§ **Texto base**:
=-=-=

En el año de 1964, llegó a Chihuitán una persona de condición humilde. Decía ser oriundo de Celaya, Guanajuato.
Nunca antes había pisado estas tierras. Supo de ellas por un sueño que tuvo cuando sufría una severa enfermedad. Afirma entonces haber tenido la visita de un Cristo Negro y que éste le dijo:
-Si crees en mí, yo te voy a curar, pero después tendrás que visitar mi templo; cuando llegues a Oaxaca, yo mismo te voy a guiar.
El creyente, del que nunca se supo su nombre, tomó con fe las divinas palabras y, al cabo de un tiempo, recobró su salud y se dispuso a cumplir su promesa.
Comenzó su peregrinar con escaso dinero. Como pudo, viajó a la ciudad de México y de allí, en “aventones”, llegó a la ciudad de Oaxaca. En el trayecto iba pensando:
“¿Cómo le voy hacer para llegar al lugar sagrado?”
Decía que lo primero que se le ocurrió, fue preguntar por un lugar donde festejaran a un Cristo de color negro. Así lo hizo con varias personas, hasta que encontró a una señora quien le sugirió que viajara a la región del Istmo de Tehuantepec y que allí buscara un lugar con el nombre de Chihuitán. “Porque yo –le dijo- fui una vez al templo de ese lugar y ahí hay un Santo Cristo al que le dicen Señor de Chihuitán, a quien festejan el Cuarto Viernes de Cuaresma. Como pudo, continuó su viaje y llegó a la mañana siguiente:
Preguntó en una de las tiendas del lugar, la hora en que abrían la iglesia. La dueña del negocio le contestó que más tarde, pero la curiosidad de ésta obligó a sacarle plática al creyente, quien, humildemente, respondía a cada pregunta que la señora le hacía, al tiempo que desayunaba café, pan y otros alimentos que generosamente le habían ofrecido.
Después la “viuda Quili”, que así le decían a la dueña del negocio, a través de otra persona, envió un recado al presidente municipal: “que, por favor, diera la orden al sacristán para que abriera la iglesia y así el peregrino entrara a pagar su promesa”.
Dada la importancia del suceso, se tocaron las campanas con sonido de alerta. Se conglomeró una buena cantidad de personas, quienes al estar reunidos en el atrio, el noble visitante les explicó:
-He venido a pagar una promesa por el milagro que me hizo su Cristo. Por favor, quiero que me acompañen porque lo voy a hacer hincado desde el panteón hasta el altar, donde dicen, está mi protector.

=-=-=

(Entradas de datos almacenados)
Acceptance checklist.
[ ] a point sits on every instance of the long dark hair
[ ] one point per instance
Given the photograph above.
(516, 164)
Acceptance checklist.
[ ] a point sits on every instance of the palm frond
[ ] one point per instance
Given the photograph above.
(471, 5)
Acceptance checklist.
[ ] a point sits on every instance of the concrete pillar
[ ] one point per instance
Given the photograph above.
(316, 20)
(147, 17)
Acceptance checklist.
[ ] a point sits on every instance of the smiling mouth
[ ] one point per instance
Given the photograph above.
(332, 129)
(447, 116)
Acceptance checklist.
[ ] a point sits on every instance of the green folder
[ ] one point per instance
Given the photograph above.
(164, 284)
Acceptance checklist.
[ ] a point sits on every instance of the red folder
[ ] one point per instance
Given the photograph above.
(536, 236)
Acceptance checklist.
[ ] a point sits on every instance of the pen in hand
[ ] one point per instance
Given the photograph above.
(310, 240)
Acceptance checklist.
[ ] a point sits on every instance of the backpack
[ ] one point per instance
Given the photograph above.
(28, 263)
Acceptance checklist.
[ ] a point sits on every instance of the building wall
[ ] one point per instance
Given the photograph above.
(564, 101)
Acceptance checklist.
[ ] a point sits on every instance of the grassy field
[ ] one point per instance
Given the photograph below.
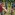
(9, 11)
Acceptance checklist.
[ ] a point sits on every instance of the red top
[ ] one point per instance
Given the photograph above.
(0, 8)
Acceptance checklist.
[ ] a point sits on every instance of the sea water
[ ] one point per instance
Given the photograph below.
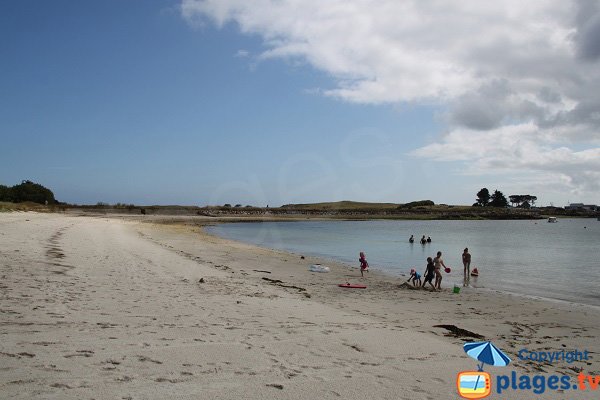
(532, 257)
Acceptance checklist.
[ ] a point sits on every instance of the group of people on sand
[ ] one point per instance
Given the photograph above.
(432, 270)
(423, 240)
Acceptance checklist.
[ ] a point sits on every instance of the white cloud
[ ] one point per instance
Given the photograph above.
(520, 80)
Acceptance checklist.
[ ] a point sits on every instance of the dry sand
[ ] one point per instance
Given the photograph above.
(97, 308)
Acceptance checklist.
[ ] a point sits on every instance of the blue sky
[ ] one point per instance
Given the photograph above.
(202, 102)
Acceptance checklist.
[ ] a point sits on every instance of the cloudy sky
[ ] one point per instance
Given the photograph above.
(274, 101)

=-=-=

§ **Aplica lo leído**:
A. Resume en dos oraciones el relato sobre el peregrino que llegó a Chihuitán en 1964.
B. Continúa el relato sobre el peregrino de Chihuitán a partir de su última oración.

§ **Resultados obtenidos**:
A. En 1964 llegó a Chihuitán un hombre humilde que decía ser de Celaya, Guanajuato, quien, tras soñar con un Cristo Negro durante una grave enfermedad, recobró la salud y emprendió el viaje para cumplir su promesa de visitar su templo. Orientado por una señora que le habló del Señor de Chihuitán, llegó al pueblo, donde la "viuda Quili" pidió que se abriera la iglesia, y ante la gente reunida por el toque de campanas anunció que pagaría su promesa hincado desde el panteón hasta el altar.

B.
Cuando la gente escuchó esto, se dijeron “quedito” llenos de sorpresa:
-¡Cómo!¡Si el panteón esta lejísimos!¡Quién sabe si aguante!
Al iniciar su recorrido por el panteón, ya mucha gente lo acompañaba, pues se corrió la voz de inmediato entre los habitantes del pueblo, quienes, unos por devoción y otros por curiosidad, hacían acto de presencia.
Todos se adelantaban para acomodarle cojines, cobijas, toallas, o lo que traían, para hacerle menos pesado el calvario.
Por aquellos años, ninguna calle lucía pavimentada, y así, entre tierra y piedras, continuó su recorrido.
Pasó por el camino real a Laollaga y dio vuelta en la esquina de la avenida Juárez con Cinco de Mayo, para luego doblar por la avenida Hidalgo hasta llegar al pórtico del lado sur, lugar donde se encontraba la entrada principal del templo.
Cuando, por fin, pasa por los pasillos que conducían al altar mayor, la travesía tuvo tintes de dramatismo. Sin ocultar su dolor, y con lágrimas en los ojos, al igual que las personas que lo acompañaban, levantó la mirada y al ver al “Señor de Chihuitán”, exclamó lleno de emoción:
-¡Es ÉL!, ¡es Él!
Agotado por el cansancio, se desplomó por un momento. Al recuperarse, dio gracias a los feligreses que lo acompañaron.
Con la dolencia que sentía todavía por el esfuerzo realizado, se regresó el mismo día por la tarde. Los habitantes le dieron un poco de dinero y se quedó muy grabado en nuestra memoria el mensaje de amor y fe, que nos dio aquel peregrino.
Sí, un creyente que vino de tierras lejanas, a las que muchos, por aquella época, ni siquiera sabíamos dónde quedaban.